WHAT TO DO: Write out the lines from the line containing "any missed dock." through the final line of the listing below, exactly, omitting every other line.

:: RECORDS PROVIDED ::

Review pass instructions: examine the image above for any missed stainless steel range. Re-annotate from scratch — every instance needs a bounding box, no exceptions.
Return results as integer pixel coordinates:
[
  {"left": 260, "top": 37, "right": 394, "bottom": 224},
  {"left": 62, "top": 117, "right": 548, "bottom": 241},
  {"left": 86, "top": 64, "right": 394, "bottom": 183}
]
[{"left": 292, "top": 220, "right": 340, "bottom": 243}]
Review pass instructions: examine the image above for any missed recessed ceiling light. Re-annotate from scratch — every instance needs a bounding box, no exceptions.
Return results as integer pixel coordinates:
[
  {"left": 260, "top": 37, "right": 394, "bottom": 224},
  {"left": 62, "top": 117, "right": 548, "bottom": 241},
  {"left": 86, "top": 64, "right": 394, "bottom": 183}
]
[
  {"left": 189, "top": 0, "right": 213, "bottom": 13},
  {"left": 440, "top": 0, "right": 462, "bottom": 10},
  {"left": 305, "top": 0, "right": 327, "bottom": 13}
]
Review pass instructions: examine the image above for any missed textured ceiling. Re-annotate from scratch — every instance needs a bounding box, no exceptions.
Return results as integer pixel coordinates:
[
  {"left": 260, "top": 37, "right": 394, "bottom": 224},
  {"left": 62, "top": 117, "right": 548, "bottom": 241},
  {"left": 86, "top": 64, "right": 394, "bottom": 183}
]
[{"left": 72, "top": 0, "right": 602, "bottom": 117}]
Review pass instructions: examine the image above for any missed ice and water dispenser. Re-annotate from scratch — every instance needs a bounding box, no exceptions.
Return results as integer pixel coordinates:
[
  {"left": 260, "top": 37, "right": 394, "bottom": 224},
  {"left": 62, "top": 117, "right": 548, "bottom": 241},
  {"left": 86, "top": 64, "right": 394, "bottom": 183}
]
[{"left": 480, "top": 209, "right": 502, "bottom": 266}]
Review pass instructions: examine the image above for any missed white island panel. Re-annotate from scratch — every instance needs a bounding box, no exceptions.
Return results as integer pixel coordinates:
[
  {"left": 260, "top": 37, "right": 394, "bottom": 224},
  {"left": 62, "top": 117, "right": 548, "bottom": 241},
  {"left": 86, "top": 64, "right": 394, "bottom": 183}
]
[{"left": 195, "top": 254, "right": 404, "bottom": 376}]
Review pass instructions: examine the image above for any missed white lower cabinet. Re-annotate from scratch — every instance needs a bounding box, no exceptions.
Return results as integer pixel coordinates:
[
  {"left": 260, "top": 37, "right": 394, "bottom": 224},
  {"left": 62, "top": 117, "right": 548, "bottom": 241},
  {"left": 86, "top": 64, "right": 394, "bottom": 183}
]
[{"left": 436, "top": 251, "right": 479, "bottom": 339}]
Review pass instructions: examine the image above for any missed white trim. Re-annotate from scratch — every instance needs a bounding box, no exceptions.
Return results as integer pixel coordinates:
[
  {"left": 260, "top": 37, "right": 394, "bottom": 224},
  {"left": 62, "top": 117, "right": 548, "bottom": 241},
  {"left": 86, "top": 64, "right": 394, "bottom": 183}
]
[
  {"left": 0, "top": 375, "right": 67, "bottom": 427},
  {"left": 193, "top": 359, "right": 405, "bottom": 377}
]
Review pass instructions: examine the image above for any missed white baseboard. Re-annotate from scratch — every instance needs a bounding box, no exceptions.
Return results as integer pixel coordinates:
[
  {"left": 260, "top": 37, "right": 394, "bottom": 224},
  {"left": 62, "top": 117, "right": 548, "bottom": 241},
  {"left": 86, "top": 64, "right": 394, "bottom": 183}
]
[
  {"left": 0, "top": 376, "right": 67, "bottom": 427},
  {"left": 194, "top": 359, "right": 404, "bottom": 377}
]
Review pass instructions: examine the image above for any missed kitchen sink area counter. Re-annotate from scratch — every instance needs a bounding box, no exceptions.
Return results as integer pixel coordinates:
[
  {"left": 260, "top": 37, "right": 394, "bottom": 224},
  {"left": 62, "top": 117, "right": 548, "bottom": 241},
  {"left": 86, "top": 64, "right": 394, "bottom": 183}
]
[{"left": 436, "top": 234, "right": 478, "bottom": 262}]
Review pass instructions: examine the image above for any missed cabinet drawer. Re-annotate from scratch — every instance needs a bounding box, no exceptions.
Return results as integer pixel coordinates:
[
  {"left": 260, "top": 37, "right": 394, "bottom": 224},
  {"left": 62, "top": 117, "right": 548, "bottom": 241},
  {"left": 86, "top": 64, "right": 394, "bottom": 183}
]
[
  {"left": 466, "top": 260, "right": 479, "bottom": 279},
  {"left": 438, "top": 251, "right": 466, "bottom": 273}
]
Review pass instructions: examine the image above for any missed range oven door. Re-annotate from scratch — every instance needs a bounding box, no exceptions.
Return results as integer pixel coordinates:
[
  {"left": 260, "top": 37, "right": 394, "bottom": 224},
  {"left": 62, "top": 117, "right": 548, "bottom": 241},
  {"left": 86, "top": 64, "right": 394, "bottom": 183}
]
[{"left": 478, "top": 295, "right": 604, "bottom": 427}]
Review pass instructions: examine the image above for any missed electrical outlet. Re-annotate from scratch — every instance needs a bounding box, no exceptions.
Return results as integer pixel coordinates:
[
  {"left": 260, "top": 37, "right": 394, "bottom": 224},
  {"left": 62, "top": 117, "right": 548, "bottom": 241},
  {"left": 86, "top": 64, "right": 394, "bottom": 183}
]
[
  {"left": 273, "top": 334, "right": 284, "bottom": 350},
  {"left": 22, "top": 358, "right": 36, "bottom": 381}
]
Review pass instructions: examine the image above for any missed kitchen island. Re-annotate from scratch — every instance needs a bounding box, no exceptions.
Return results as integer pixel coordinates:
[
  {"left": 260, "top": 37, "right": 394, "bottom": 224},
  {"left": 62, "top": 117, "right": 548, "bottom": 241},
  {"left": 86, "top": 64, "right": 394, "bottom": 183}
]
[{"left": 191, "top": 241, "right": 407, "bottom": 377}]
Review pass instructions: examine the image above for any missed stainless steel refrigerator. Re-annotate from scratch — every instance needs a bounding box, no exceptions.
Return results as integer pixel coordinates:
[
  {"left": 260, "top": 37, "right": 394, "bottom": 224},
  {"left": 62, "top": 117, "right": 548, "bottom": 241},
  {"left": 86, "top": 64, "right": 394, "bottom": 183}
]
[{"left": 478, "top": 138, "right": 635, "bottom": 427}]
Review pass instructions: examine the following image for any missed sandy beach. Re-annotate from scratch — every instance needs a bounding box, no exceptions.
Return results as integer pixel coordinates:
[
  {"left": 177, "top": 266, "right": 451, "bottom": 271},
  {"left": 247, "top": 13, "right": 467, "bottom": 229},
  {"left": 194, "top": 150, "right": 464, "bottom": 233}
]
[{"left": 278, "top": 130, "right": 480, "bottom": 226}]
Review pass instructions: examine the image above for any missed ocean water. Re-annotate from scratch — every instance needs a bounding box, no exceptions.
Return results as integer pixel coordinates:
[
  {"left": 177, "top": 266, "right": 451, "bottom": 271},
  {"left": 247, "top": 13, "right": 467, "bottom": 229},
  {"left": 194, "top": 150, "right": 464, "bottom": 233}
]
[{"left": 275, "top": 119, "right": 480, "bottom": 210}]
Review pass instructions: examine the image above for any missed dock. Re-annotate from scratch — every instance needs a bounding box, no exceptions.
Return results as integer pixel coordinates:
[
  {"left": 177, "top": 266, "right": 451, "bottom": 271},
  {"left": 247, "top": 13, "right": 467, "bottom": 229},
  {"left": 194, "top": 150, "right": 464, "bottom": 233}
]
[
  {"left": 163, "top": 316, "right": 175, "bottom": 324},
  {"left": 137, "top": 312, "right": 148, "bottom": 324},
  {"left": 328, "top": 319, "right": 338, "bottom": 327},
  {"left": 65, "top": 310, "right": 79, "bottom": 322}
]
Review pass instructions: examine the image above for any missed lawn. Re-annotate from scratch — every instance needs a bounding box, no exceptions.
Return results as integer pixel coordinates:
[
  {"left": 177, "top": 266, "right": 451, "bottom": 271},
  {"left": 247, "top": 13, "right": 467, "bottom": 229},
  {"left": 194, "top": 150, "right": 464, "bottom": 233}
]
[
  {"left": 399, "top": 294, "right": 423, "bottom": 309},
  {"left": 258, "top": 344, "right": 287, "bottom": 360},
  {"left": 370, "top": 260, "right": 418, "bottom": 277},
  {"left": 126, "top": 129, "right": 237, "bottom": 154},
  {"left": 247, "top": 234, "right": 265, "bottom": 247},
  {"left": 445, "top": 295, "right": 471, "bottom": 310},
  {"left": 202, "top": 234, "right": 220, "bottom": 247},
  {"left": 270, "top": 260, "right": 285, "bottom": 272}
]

:::

EXERCISE RESULT:
Review pass instructions: examine the image above for any missed dock. Re-annotate from scratch — every instance needs a bounding box, no exceptions.
Return results as integer pixel coordinates:
[
  {"left": 177, "top": 266, "right": 451, "bottom": 271},
  {"left": 247, "top": 13, "right": 467, "bottom": 229},
  {"left": 194, "top": 150, "right": 464, "bottom": 233}
]
[
  {"left": 163, "top": 316, "right": 175, "bottom": 324},
  {"left": 137, "top": 312, "right": 148, "bottom": 324},
  {"left": 328, "top": 319, "right": 338, "bottom": 327},
  {"left": 65, "top": 310, "right": 79, "bottom": 322}
]
Review pass instructions: examine the image above for any missed lawn. Re-annotate from scratch — every instance needs a bounding box, no exceptions.
Return results as integer pixel coordinates:
[
  {"left": 177, "top": 266, "right": 451, "bottom": 271},
  {"left": 247, "top": 13, "right": 467, "bottom": 229},
  {"left": 194, "top": 150, "right": 464, "bottom": 233}
]
[
  {"left": 399, "top": 294, "right": 423, "bottom": 309},
  {"left": 258, "top": 344, "right": 287, "bottom": 360},
  {"left": 370, "top": 260, "right": 418, "bottom": 277},
  {"left": 126, "top": 129, "right": 237, "bottom": 154},
  {"left": 247, "top": 234, "right": 265, "bottom": 247},
  {"left": 445, "top": 295, "right": 471, "bottom": 310},
  {"left": 202, "top": 234, "right": 220, "bottom": 247},
  {"left": 270, "top": 260, "right": 285, "bottom": 272}
]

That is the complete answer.